Coordinate annotation records:
# # # #

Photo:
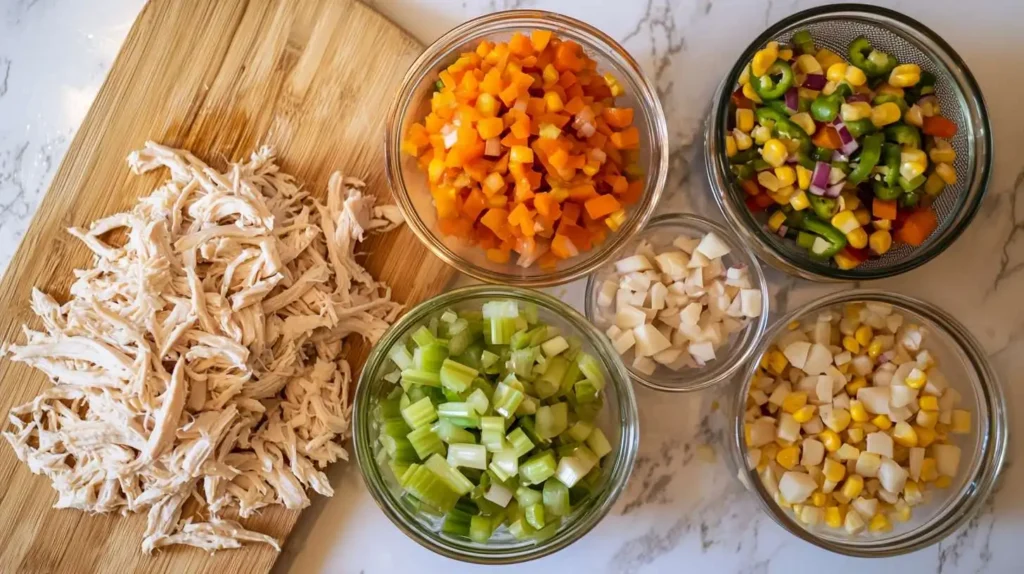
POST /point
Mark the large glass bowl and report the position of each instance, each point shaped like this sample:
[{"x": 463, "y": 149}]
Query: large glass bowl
[
  {"x": 960, "y": 97},
  {"x": 963, "y": 361},
  {"x": 409, "y": 183},
  {"x": 619, "y": 420}
]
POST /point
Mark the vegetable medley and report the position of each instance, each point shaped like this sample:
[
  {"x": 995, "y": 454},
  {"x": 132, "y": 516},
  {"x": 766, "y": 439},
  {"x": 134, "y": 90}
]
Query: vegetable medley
[
  {"x": 492, "y": 422},
  {"x": 525, "y": 150},
  {"x": 845, "y": 156}
]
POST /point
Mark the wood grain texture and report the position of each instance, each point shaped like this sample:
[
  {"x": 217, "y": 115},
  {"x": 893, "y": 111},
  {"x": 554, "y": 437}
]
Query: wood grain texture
[{"x": 312, "y": 78}]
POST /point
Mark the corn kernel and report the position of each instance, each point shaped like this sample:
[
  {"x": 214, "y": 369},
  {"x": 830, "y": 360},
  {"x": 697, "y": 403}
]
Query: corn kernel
[
  {"x": 962, "y": 422},
  {"x": 855, "y": 77},
  {"x": 837, "y": 72},
  {"x": 905, "y": 76},
  {"x": 764, "y": 58},
  {"x": 774, "y": 152},
  {"x": 857, "y": 238},
  {"x": 880, "y": 241},
  {"x": 880, "y": 524},
  {"x": 744, "y": 119},
  {"x": 853, "y": 486},
  {"x": 788, "y": 457},
  {"x": 946, "y": 172},
  {"x": 886, "y": 114},
  {"x": 830, "y": 439},
  {"x": 805, "y": 413},
  {"x": 742, "y": 140}
]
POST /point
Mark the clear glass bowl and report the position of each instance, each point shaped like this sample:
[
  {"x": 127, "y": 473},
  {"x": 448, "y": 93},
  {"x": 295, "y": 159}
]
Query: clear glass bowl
[
  {"x": 660, "y": 232},
  {"x": 963, "y": 361},
  {"x": 409, "y": 184},
  {"x": 835, "y": 27},
  {"x": 619, "y": 420}
]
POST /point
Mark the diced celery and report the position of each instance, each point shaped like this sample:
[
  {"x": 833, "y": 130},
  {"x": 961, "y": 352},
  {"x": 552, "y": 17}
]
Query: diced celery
[
  {"x": 425, "y": 442},
  {"x": 538, "y": 468},
  {"x": 468, "y": 455},
  {"x": 556, "y": 497},
  {"x": 420, "y": 413},
  {"x": 456, "y": 377}
]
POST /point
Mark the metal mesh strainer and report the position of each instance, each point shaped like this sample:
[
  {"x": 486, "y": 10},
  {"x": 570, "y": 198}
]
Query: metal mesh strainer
[{"x": 836, "y": 27}]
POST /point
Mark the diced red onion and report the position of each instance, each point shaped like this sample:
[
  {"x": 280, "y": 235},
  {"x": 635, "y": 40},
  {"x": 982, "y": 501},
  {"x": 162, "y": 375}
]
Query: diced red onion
[
  {"x": 815, "y": 82},
  {"x": 793, "y": 99},
  {"x": 819, "y": 179}
]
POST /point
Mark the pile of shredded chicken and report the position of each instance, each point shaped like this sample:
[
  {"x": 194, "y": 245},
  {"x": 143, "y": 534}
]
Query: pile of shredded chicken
[{"x": 202, "y": 359}]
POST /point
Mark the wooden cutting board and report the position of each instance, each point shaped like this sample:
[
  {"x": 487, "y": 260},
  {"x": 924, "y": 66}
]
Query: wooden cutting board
[{"x": 312, "y": 78}]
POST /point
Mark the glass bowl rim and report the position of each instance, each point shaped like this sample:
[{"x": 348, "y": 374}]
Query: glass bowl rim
[
  {"x": 623, "y": 62},
  {"x": 994, "y": 432},
  {"x": 598, "y": 506},
  {"x": 965, "y": 84},
  {"x": 693, "y": 221}
]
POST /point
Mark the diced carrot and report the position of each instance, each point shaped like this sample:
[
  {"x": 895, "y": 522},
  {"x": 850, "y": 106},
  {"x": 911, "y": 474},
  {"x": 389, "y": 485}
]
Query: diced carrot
[
  {"x": 827, "y": 137},
  {"x": 602, "y": 206},
  {"x": 939, "y": 127},
  {"x": 918, "y": 226},
  {"x": 883, "y": 209}
]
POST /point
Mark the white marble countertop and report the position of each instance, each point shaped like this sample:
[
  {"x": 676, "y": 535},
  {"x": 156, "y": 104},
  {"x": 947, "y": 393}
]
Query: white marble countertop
[{"x": 680, "y": 512}]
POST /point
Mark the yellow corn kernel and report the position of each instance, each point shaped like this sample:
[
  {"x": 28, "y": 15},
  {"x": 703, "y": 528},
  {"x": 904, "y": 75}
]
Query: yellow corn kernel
[
  {"x": 863, "y": 335},
  {"x": 833, "y": 517},
  {"x": 904, "y": 76},
  {"x": 774, "y": 152},
  {"x": 744, "y": 119},
  {"x": 751, "y": 94},
  {"x": 805, "y": 413},
  {"x": 880, "y": 524},
  {"x": 764, "y": 58},
  {"x": 845, "y": 221},
  {"x": 837, "y": 72},
  {"x": 850, "y": 344},
  {"x": 886, "y": 114},
  {"x": 799, "y": 201},
  {"x": 834, "y": 470},
  {"x": 857, "y": 411},
  {"x": 927, "y": 418},
  {"x": 882, "y": 422},
  {"x": 855, "y": 77},
  {"x": 786, "y": 175},
  {"x": 853, "y": 486},
  {"x": 880, "y": 241},
  {"x": 807, "y": 64},
  {"x": 946, "y": 172},
  {"x": 794, "y": 402},
  {"x": 857, "y": 238},
  {"x": 830, "y": 439},
  {"x": 962, "y": 422},
  {"x": 929, "y": 470},
  {"x": 776, "y": 220},
  {"x": 788, "y": 457},
  {"x": 904, "y": 434},
  {"x": 925, "y": 436}
]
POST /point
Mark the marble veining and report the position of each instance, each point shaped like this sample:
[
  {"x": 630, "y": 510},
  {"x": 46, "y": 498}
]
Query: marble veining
[{"x": 682, "y": 510}]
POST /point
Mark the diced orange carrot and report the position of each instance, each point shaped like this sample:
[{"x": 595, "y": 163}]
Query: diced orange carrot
[{"x": 602, "y": 206}]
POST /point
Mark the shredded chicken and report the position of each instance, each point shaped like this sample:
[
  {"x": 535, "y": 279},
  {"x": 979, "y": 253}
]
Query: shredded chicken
[{"x": 202, "y": 358}]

# # # #

STATED TASK:
What you return should match the records above word for word, minus the pictures.

CORRECT OUTPUT:
Photo:
POST /point
Mark the large glass bowl and report the position of each instance, each point shaped like this sample:
[{"x": 463, "y": 149}]
Query: large glass bowl
[
  {"x": 960, "y": 97},
  {"x": 963, "y": 361},
  {"x": 409, "y": 183},
  {"x": 619, "y": 420}
]
POST /point
Mark the vegetable medley and report the position of each instance, each point shaped like this sample:
[
  {"x": 995, "y": 454},
  {"x": 132, "y": 516},
  {"x": 766, "y": 439},
  {"x": 134, "y": 90}
]
Query: vegetable medley
[
  {"x": 492, "y": 422},
  {"x": 525, "y": 150},
  {"x": 845, "y": 156}
]
POST /point
Mark the wood grain texture and report the position of each instance, each point shaped like this sample:
[
  {"x": 217, "y": 115},
  {"x": 893, "y": 111},
  {"x": 554, "y": 437}
]
Query: wood grain texture
[{"x": 312, "y": 78}]
POST /point
Mark the corn kernel and report the position of each instance, each point shaped like this sample:
[
  {"x": 214, "y": 369},
  {"x": 830, "y": 360},
  {"x": 697, "y": 403}
]
Query: corn kernel
[
  {"x": 962, "y": 422},
  {"x": 855, "y": 77},
  {"x": 837, "y": 72},
  {"x": 905, "y": 76},
  {"x": 764, "y": 58},
  {"x": 774, "y": 152},
  {"x": 857, "y": 238},
  {"x": 880, "y": 241},
  {"x": 880, "y": 524},
  {"x": 744, "y": 119},
  {"x": 853, "y": 486},
  {"x": 788, "y": 457},
  {"x": 946, "y": 172},
  {"x": 886, "y": 114},
  {"x": 830, "y": 439},
  {"x": 805, "y": 413},
  {"x": 742, "y": 140}
]
POST /point
Mark the clear glass bowl and report the position of each instance, each point shaped like this sample:
[
  {"x": 127, "y": 473},
  {"x": 448, "y": 93},
  {"x": 295, "y": 159}
]
Query: clear glass bowl
[
  {"x": 660, "y": 232},
  {"x": 963, "y": 361},
  {"x": 409, "y": 184},
  {"x": 835, "y": 27},
  {"x": 619, "y": 420}
]
POST /point
Mark the diced celery and report the position of each instance, each point shaped like this sample:
[
  {"x": 833, "y": 130},
  {"x": 961, "y": 352},
  {"x": 552, "y": 17}
]
Query: diced celery
[
  {"x": 425, "y": 442},
  {"x": 538, "y": 468},
  {"x": 468, "y": 455},
  {"x": 556, "y": 497},
  {"x": 420, "y": 413},
  {"x": 456, "y": 377}
]
POST /point
Mark the metal mesh strainer and report the position of each instance, each point shaped like this sample:
[
  {"x": 486, "y": 10},
  {"x": 570, "y": 198}
]
Query: metal mesh strainer
[{"x": 836, "y": 27}]
POST /point
Mark the diced red onion and report the position of each instance, each point shaped like this sample:
[
  {"x": 280, "y": 235},
  {"x": 635, "y": 40},
  {"x": 982, "y": 501},
  {"x": 162, "y": 375}
]
Query: diced red onion
[
  {"x": 815, "y": 82},
  {"x": 793, "y": 99},
  {"x": 819, "y": 179}
]
POST /point
Mark the pile of shredded chicken and report the position of each instance, each point shaped like this sample:
[
  {"x": 194, "y": 245},
  {"x": 143, "y": 534}
]
Query: pile of shredded chicken
[{"x": 202, "y": 359}]
POST /point
Mark the wooden cutting board and report the position of each instance, each point shaped like this sample:
[
  {"x": 487, "y": 260},
  {"x": 924, "y": 66}
]
Query: wooden cutting board
[{"x": 312, "y": 78}]
POST /point
Mark the glass bowl rim and report the position of each instance, each point shaped like this sample:
[{"x": 348, "y": 374}]
Query: glass bowl rim
[
  {"x": 623, "y": 62},
  {"x": 994, "y": 432},
  {"x": 598, "y": 506},
  {"x": 965, "y": 84},
  {"x": 693, "y": 221}
]
POST /point
Mark the diced carrot and report the position of each instance, each point shaped like this sample:
[
  {"x": 895, "y": 522},
  {"x": 850, "y": 106},
  {"x": 911, "y": 474},
  {"x": 389, "y": 485}
]
Query: diced carrot
[
  {"x": 827, "y": 137},
  {"x": 602, "y": 206},
  {"x": 939, "y": 127},
  {"x": 918, "y": 226},
  {"x": 883, "y": 209}
]
POST /point
Mark the white marble countertop and report the position of each instance, each point shaped like this sample:
[
  {"x": 676, "y": 535},
  {"x": 156, "y": 104},
  {"x": 947, "y": 393}
]
Query: white marble countertop
[{"x": 680, "y": 512}]
POST /point
Mark the yellow corn kernel and report the position of each instance, each point shaped like this sample:
[
  {"x": 28, "y": 15},
  {"x": 703, "y": 528},
  {"x": 904, "y": 75}
]
Query: yellow corn kernel
[
  {"x": 863, "y": 335},
  {"x": 833, "y": 517},
  {"x": 904, "y": 76},
  {"x": 774, "y": 152},
  {"x": 744, "y": 119},
  {"x": 751, "y": 94},
  {"x": 805, "y": 413},
  {"x": 880, "y": 524},
  {"x": 764, "y": 58},
  {"x": 845, "y": 221},
  {"x": 837, "y": 72},
  {"x": 850, "y": 344},
  {"x": 886, "y": 114},
  {"x": 799, "y": 201},
  {"x": 834, "y": 470},
  {"x": 857, "y": 411},
  {"x": 927, "y": 418},
  {"x": 882, "y": 422},
  {"x": 855, "y": 77},
  {"x": 786, "y": 175},
  {"x": 853, "y": 486},
  {"x": 880, "y": 241},
  {"x": 807, "y": 64},
  {"x": 946, "y": 172},
  {"x": 794, "y": 402},
  {"x": 857, "y": 238},
  {"x": 830, "y": 439},
  {"x": 962, "y": 422},
  {"x": 929, "y": 470},
  {"x": 776, "y": 220},
  {"x": 788, "y": 457},
  {"x": 904, "y": 434},
  {"x": 925, "y": 436}
]
POST /point
Mark the marble veining and report the position of each instance, each point shaped like this sample:
[
  {"x": 630, "y": 510},
  {"x": 46, "y": 498}
]
Query: marble veining
[{"x": 682, "y": 510}]
POST /point
Mark the diced orange carrot and report the position of each instance, each point shaped like this sample:
[{"x": 595, "y": 163}]
Query: diced orange carrot
[{"x": 602, "y": 206}]
POST /point
Mark the shredded chicken and report the position of each instance, each point shaped like this sample:
[
  {"x": 535, "y": 279},
  {"x": 979, "y": 253}
]
Query: shredded chicken
[{"x": 202, "y": 358}]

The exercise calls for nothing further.